● **Document excerpt**
- - -

Please check it out and tell me what you think! Any questions/comments/suggestions are more than welcome!

hashbucket · on March 12, 2008

P.S.: I forgot to mention: the voting system normalizes your ratings. Thus, if you vote all 5 stars it is same as not voting at all! You must tell it what you don't like as well as what you like.

cstejerean · on March 12, 2008

I really like the interface. It has some features I wish HN had, like the ability to hide items from view. I've been meaning to write something like this for a while but never got around to it. Keep up the good work.

oh, please create a bookmarklet to let users submit stories while browsing, this is VERY IMPORTANT, and shouldn't take much effort (use the HN one as an example).

I'd like to feed the site with stories from here and create a Greasemonkey plugin to automatically rate items on your site when I vote them up here (if I can find a good way to vote up items programatically on fyynd).

hashbucket · on March 12, 2008

Bookmarklets: done. See http://fyynd.com/bookmarklets/. As for rating links programmatically: it is a simple POST to "http://fyynd.com/links/[link_id]/rate/" with a parameter "rating". "rating" should be a float between 0 and 5. A rating of 0 will delete that vote.

Thanks for your interest.

cstejerean · on March 13, 2008

how do I tell the application which user I am when posting a ranking?

hashbucket · on March 13, 2008

You have to include the cookie.

- - -

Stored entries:
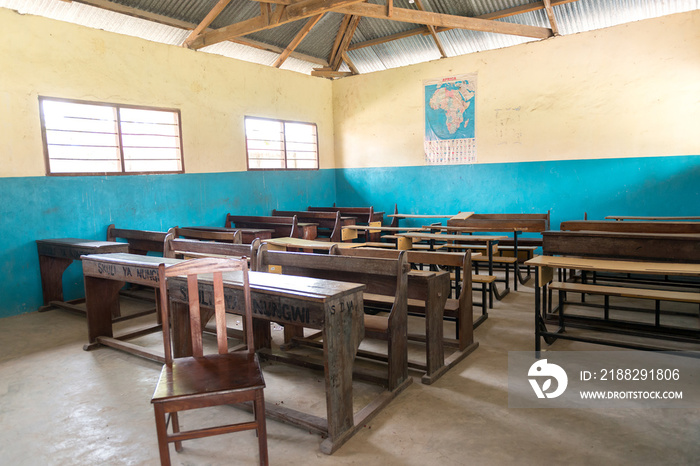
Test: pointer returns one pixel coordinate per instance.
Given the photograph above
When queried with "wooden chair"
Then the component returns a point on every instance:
(201, 381)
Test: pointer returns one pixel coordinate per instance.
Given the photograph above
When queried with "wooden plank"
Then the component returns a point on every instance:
(208, 19)
(297, 39)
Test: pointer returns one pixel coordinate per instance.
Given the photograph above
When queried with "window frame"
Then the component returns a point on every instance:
(47, 158)
(286, 167)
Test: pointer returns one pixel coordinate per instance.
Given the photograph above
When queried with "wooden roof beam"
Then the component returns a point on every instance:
(424, 30)
(297, 39)
(294, 12)
(442, 20)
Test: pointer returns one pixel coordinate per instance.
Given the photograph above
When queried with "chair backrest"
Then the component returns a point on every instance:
(192, 269)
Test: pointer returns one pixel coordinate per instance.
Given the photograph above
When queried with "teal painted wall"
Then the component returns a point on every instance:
(54, 207)
(664, 186)
(82, 207)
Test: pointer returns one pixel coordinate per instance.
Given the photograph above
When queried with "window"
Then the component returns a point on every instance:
(281, 145)
(98, 138)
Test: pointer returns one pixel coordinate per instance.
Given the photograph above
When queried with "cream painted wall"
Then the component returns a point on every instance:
(627, 91)
(39, 56)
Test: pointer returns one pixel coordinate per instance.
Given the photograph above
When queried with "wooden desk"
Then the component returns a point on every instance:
(334, 307)
(248, 234)
(545, 272)
(55, 255)
(490, 241)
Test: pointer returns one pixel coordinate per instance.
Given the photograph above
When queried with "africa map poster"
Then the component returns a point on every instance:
(450, 136)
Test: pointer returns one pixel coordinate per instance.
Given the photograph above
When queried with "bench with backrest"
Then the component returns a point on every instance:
(140, 241)
(382, 276)
(283, 226)
(329, 223)
(363, 216)
(662, 247)
(631, 226)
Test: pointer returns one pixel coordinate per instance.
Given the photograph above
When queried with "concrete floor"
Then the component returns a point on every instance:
(60, 405)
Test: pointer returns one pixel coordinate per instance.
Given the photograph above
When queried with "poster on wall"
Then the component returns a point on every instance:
(450, 136)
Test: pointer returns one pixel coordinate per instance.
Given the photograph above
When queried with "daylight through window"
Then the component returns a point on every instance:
(281, 145)
(98, 138)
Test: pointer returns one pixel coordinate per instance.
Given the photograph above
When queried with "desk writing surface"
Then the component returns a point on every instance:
(610, 265)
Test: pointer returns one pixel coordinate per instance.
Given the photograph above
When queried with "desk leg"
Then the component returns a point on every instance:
(102, 302)
(51, 269)
(434, 311)
(339, 348)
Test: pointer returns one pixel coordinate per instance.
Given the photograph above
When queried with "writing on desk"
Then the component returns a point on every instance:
(287, 312)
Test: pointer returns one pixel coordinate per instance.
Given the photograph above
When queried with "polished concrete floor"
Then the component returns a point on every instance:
(60, 405)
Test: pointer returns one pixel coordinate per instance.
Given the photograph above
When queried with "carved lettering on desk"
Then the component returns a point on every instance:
(147, 274)
(344, 307)
(106, 269)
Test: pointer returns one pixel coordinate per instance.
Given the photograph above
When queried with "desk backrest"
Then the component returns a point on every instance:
(660, 247)
(328, 222)
(535, 223)
(381, 276)
(631, 226)
(364, 215)
(191, 248)
(232, 236)
(140, 241)
(283, 226)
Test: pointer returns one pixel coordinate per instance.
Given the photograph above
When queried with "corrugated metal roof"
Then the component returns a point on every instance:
(571, 18)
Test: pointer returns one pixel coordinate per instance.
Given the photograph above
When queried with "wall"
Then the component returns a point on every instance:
(604, 122)
(39, 56)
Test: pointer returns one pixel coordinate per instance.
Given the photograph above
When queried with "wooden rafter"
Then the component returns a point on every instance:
(433, 32)
(211, 16)
(443, 20)
(293, 12)
(297, 39)
(424, 30)
(339, 37)
(550, 15)
(345, 42)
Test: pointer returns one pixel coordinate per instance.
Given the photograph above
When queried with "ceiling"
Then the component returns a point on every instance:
(337, 38)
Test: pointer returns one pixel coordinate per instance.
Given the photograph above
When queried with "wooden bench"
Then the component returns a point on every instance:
(379, 276)
(283, 226)
(506, 223)
(631, 226)
(329, 223)
(656, 295)
(140, 241)
(363, 216)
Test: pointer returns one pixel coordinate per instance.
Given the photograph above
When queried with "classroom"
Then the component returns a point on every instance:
(576, 127)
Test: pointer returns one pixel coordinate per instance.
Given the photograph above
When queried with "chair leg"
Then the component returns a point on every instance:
(162, 432)
(176, 429)
(259, 409)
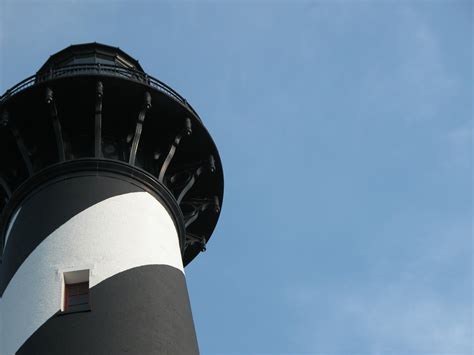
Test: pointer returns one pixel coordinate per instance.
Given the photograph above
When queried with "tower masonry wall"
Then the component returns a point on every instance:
(127, 242)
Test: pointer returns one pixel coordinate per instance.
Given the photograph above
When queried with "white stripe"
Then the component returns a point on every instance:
(112, 236)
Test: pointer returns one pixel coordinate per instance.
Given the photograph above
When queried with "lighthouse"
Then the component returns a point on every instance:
(110, 185)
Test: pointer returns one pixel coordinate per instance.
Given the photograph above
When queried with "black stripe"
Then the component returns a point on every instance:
(140, 311)
(50, 206)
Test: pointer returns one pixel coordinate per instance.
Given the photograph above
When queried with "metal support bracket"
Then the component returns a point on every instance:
(98, 120)
(198, 207)
(211, 165)
(187, 130)
(56, 124)
(139, 128)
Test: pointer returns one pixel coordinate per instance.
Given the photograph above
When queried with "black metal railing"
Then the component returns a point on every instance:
(96, 69)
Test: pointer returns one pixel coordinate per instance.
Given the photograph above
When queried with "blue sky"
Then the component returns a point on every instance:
(345, 131)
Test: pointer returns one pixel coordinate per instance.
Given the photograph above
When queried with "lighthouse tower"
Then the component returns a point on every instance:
(109, 185)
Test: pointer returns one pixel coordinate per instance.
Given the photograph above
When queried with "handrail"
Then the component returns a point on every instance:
(97, 69)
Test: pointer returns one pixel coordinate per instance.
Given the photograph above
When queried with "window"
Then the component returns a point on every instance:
(76, 295)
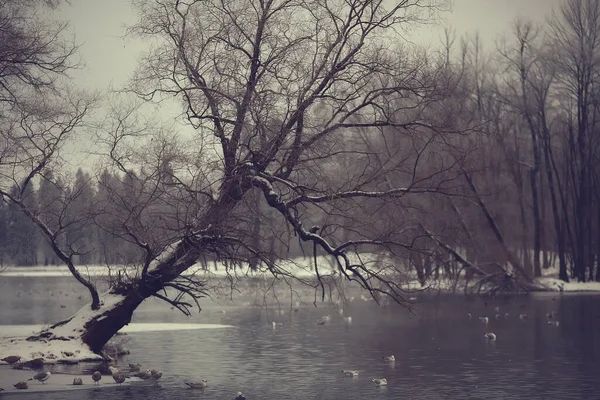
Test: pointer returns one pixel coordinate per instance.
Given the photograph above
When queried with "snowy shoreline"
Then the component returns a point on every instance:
(298, 268)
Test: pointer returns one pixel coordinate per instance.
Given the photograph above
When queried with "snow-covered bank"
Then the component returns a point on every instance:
(556, 284)
(57, 382)
(300, 267)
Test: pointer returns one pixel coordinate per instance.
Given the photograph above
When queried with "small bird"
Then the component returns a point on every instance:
(42, 376)
(135, 367)
(119, 378)
(11, 359)
(145, 375)
(156, 375)
(240, 396)
(379, 381)
(197, 385)
(96, 376)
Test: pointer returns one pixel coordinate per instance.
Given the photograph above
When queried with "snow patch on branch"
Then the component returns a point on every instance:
(164, 255)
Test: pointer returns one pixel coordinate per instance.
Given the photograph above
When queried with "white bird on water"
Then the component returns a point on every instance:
(379, 381)
(42, 376)
(156, 375)
(197, 385)
(96, 376)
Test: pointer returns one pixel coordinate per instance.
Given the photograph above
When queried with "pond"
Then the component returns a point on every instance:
(440, 353)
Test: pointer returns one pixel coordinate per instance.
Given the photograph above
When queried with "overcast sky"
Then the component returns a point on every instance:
(100, 25)
(110, 58)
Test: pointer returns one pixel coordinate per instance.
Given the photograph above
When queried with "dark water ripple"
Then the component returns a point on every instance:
(440, 353)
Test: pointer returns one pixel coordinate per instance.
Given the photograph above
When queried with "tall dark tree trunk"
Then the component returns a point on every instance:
(494, 227)
(558, 226)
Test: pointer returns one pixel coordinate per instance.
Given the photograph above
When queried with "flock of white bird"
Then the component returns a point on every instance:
(491, 336)
(120, 376)
(348, 320)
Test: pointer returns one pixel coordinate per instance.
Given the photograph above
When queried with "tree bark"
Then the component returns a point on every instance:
(492, 223)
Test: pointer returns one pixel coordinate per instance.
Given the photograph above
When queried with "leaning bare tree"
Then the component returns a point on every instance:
(38, 110)
(279, 94)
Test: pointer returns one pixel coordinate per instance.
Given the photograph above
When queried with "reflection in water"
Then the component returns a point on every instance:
(440, 353)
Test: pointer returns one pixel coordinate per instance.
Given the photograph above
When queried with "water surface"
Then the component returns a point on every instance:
(440, 353)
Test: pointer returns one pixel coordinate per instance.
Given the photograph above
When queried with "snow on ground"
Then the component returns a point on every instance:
(301, 267)
(12, 341)
(574, 286)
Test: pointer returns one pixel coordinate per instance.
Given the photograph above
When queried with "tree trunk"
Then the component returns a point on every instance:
(511, 257)
(558, 226)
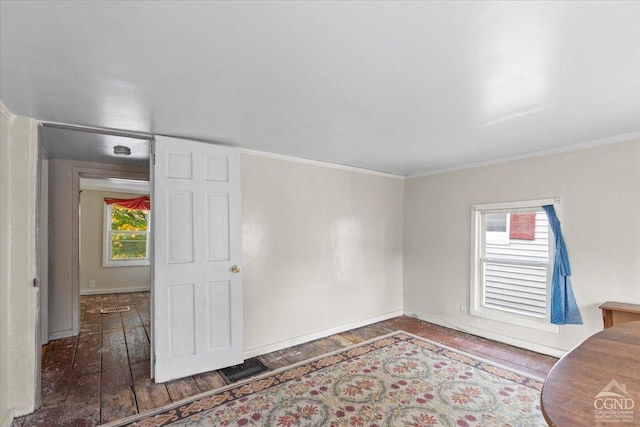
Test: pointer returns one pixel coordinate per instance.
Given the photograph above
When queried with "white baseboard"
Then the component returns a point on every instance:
(8, 418)
(538, 348)
(100, 291)
(256, 351)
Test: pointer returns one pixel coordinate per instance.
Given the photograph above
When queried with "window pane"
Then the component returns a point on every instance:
(128, 246)
(516, 248)
(495, 222)
(516, 288)
(514, 273)
(125, 219)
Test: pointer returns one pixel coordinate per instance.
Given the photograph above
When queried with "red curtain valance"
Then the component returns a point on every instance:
(142, 202)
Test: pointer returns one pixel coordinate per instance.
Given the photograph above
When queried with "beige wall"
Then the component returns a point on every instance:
(107, 279)
(600, 191)
(18, 296)
(322, 249)
(63, 289)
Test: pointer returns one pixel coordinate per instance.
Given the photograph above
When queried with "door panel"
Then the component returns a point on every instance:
(196, 219)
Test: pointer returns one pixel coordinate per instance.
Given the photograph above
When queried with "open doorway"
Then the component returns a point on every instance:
(79, 342)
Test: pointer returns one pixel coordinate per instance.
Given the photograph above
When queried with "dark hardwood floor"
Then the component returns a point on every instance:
(103, 374)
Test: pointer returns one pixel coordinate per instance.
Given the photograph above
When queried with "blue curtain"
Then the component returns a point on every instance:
(564, 309)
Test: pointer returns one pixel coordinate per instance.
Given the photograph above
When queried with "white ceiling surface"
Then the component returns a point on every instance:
(401, 87)
(77, 145)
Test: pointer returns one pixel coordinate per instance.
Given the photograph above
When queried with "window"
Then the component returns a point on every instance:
(511, 268)
(125, 236)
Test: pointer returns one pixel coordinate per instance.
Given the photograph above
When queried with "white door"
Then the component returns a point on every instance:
(197, 253)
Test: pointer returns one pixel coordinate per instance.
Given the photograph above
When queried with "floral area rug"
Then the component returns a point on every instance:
(395, 380)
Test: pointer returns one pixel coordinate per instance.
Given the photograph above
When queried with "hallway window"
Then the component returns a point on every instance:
(126, 236)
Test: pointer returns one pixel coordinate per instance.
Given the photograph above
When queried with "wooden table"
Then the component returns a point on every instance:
(571, 389)
(614, 313)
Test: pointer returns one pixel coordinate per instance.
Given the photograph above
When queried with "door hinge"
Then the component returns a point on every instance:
(153, 152)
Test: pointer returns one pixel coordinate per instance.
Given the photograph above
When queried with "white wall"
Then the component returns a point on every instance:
(18, 296)
(600, 191)
(107, 279)
(322, 249)
(64, 186)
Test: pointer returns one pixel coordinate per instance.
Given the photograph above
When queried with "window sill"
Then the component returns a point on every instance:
(514, 319)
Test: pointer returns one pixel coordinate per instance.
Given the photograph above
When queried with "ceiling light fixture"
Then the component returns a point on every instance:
(121, 150)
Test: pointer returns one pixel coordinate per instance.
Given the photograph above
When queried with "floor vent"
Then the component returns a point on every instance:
(249, 368)
(115, 309)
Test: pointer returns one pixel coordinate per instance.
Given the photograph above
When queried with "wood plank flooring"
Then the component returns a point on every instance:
(103, 374)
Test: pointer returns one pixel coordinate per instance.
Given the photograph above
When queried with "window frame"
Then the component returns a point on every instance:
(107, 261)
(476, 305)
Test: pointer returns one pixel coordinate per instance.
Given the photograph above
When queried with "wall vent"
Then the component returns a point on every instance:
(115, 309)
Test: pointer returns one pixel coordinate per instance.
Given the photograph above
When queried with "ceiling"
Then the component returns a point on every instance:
(399, 87)
(78, 145)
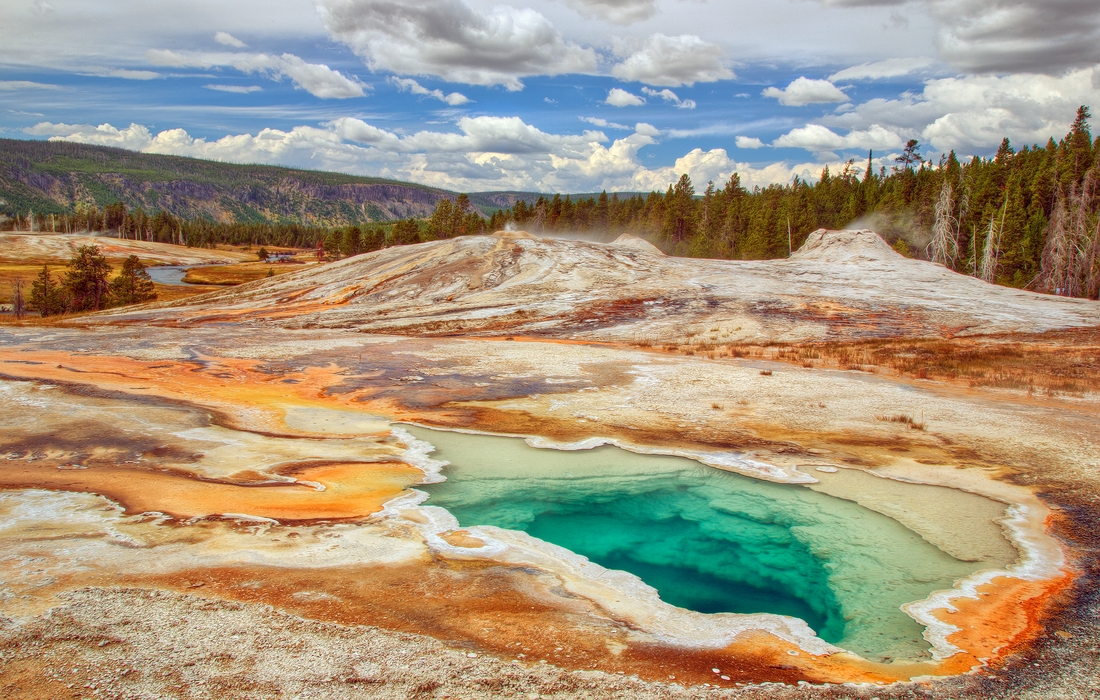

- - -

● **Aim 1**
Summarize the forum thread about the fyynd site in two sentences.
● **Aim 2**
Write the next part of the forum thread about the fyynd site, picking up after its last reply.

● **Final result 1**
hashbucket explains that fyynd's voting system normalizes ratings, so users must mark what they dislike as well as what they like. After cstejerean praises the interface and asks for a bookmarklet and a way to rate links programmatically, hashbucket reports that bookmarklets are done, describes rating a link with a POST that sends a "rating" between 0 and 5, and says the cookie must be included to identify the user.

● **Final result 2**
aswanson · on March 13, 2008

How do you seed it with the search space? Does it go out on it's own and crawl?

yters · on March 13, 2008

Does fyynd correlate the interests of different users to branch out more?

jrsims · on March 13, 2008

Thanks, this is interesting!

What languages/technologies did you use to build this?

hashbucket · on March 13, 2008

I used Django. Everything is written in Python, including the recommendation "backend".

hashbucket · on March 14, 2008

UPDATE: a major bug that prevented people from submitting new links was fixed.

ews · on March 13, 2008

Congrats for the site.

Regarding presentation, did you reused any old reddit-like frontend? It looks a lot like links http://reddit.com/r/programming/info/61e7j/comments/c02j42c

gscott · on April 14, 2008

I viewed your site and I had a case of information overload. I would suggest having a feature where a person can type in what they like (cars, technology, etc) and that you feed them what they want rather then dump everything on them at once.